• Exercise:
Below are the entries; return every line among them that holds the word "trace".

• The input:

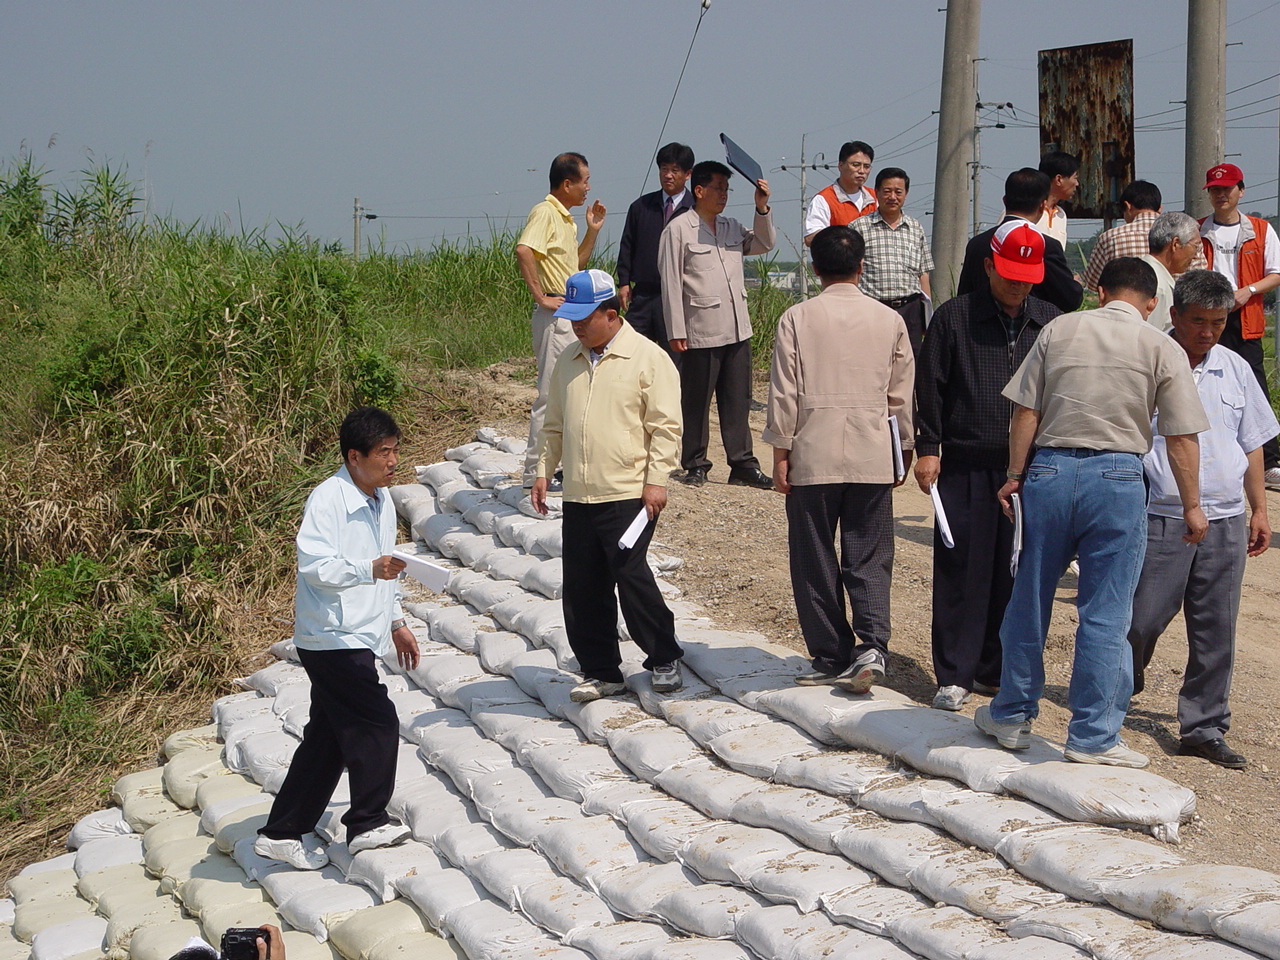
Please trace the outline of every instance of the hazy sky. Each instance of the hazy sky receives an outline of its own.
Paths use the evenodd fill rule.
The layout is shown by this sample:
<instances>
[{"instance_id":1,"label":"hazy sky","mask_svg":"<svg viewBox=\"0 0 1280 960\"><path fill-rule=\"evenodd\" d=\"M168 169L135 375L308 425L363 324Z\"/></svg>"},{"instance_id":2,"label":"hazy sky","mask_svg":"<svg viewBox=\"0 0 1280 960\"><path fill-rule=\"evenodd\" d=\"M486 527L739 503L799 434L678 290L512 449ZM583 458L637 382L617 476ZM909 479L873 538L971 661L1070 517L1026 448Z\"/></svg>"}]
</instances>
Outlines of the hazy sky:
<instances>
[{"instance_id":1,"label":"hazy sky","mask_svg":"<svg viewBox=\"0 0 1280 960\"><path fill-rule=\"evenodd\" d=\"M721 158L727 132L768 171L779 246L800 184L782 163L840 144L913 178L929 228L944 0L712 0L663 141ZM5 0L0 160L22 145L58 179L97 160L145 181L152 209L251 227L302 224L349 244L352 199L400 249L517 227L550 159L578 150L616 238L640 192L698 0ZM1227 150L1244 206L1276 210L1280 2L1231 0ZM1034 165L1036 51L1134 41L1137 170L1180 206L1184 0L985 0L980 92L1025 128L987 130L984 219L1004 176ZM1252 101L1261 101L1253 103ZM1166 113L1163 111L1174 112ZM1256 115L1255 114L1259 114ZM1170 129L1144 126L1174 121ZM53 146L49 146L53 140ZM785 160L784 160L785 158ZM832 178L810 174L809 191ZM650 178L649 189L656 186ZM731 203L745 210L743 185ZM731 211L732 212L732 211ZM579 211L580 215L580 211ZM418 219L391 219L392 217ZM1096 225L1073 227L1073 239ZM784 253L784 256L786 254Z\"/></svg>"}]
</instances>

* * *

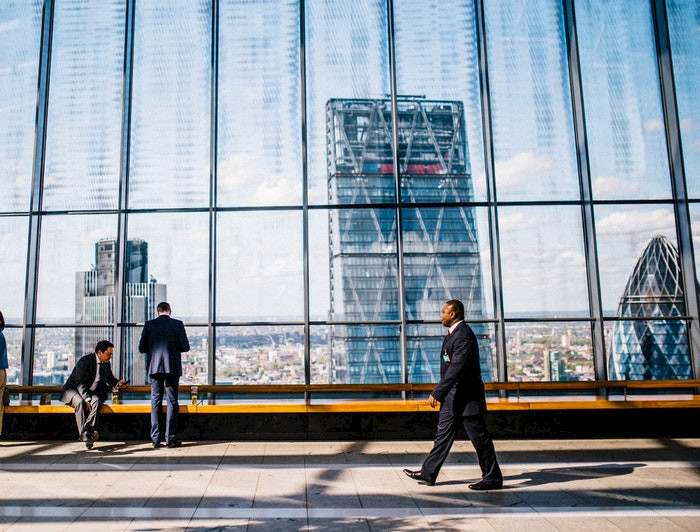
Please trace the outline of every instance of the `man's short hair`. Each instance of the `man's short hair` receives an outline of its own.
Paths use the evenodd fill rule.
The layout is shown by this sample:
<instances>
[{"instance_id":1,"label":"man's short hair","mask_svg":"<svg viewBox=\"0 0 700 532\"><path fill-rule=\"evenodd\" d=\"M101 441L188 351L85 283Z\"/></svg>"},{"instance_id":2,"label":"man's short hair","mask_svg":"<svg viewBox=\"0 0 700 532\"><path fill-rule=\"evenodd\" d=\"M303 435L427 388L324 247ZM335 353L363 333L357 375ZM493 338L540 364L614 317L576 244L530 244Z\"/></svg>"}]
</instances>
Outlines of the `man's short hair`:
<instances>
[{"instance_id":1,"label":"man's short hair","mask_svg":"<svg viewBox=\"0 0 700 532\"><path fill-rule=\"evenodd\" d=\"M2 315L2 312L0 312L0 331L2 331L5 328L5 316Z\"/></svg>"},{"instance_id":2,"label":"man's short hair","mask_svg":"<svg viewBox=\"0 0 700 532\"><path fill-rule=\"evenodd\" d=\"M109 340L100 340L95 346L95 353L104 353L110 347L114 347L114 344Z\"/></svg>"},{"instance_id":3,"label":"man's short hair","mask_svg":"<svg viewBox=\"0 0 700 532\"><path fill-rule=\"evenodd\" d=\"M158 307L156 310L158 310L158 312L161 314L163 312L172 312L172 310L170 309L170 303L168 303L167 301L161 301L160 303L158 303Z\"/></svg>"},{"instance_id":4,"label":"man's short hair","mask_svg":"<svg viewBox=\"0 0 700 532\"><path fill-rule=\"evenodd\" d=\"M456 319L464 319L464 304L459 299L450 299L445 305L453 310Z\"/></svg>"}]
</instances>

* * *

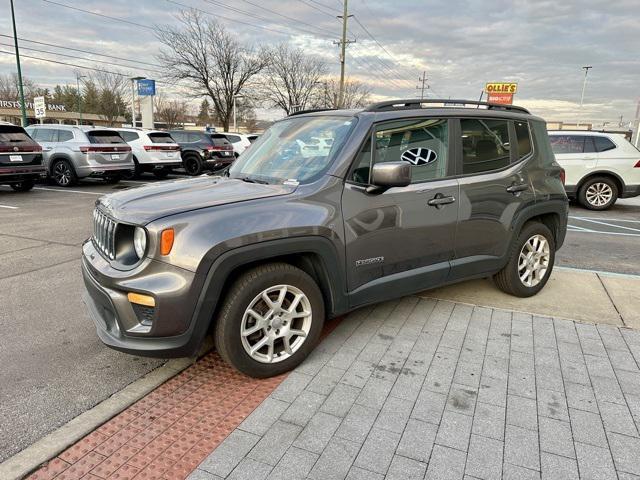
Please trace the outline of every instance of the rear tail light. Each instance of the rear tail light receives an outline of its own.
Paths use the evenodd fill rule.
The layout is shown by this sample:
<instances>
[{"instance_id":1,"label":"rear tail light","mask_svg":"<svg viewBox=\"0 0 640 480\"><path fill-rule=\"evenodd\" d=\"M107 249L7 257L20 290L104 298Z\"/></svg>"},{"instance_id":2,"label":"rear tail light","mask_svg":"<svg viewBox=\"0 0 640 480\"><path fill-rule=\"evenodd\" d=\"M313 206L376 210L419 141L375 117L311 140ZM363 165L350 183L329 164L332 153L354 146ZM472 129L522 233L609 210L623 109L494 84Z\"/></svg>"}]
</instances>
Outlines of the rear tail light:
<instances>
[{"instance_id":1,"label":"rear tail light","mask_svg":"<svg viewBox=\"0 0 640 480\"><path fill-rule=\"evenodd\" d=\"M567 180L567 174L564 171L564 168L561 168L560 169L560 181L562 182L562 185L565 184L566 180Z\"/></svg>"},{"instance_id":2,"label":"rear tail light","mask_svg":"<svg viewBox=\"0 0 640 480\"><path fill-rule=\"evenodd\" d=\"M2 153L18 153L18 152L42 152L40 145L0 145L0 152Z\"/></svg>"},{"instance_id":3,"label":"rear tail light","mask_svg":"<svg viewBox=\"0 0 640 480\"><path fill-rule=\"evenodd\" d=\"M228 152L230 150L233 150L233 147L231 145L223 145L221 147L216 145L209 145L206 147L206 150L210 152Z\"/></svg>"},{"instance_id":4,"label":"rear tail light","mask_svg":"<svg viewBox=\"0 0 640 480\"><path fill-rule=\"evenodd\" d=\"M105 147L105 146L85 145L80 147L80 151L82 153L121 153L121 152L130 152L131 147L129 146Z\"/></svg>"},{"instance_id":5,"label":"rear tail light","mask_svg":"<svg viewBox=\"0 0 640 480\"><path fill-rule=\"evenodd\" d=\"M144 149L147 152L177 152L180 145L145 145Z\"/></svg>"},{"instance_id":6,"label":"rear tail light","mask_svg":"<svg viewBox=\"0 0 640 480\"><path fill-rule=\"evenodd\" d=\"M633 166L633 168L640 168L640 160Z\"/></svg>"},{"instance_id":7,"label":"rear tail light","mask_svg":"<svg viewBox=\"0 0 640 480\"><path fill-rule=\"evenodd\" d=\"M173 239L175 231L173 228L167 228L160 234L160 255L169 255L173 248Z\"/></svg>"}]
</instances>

• Finished exercise:
Please trace the outline of every instance of the hazy sky. Each instance of the hazy sky receives an outline of its own.
Please trace the outline of every instance of the `man's short hair`. Each instance of the `man's short hair` receives an outline of its own.
Please trace the outline of every instance of the rear tail light. Each instance of the rear tail light receives an outline of its own.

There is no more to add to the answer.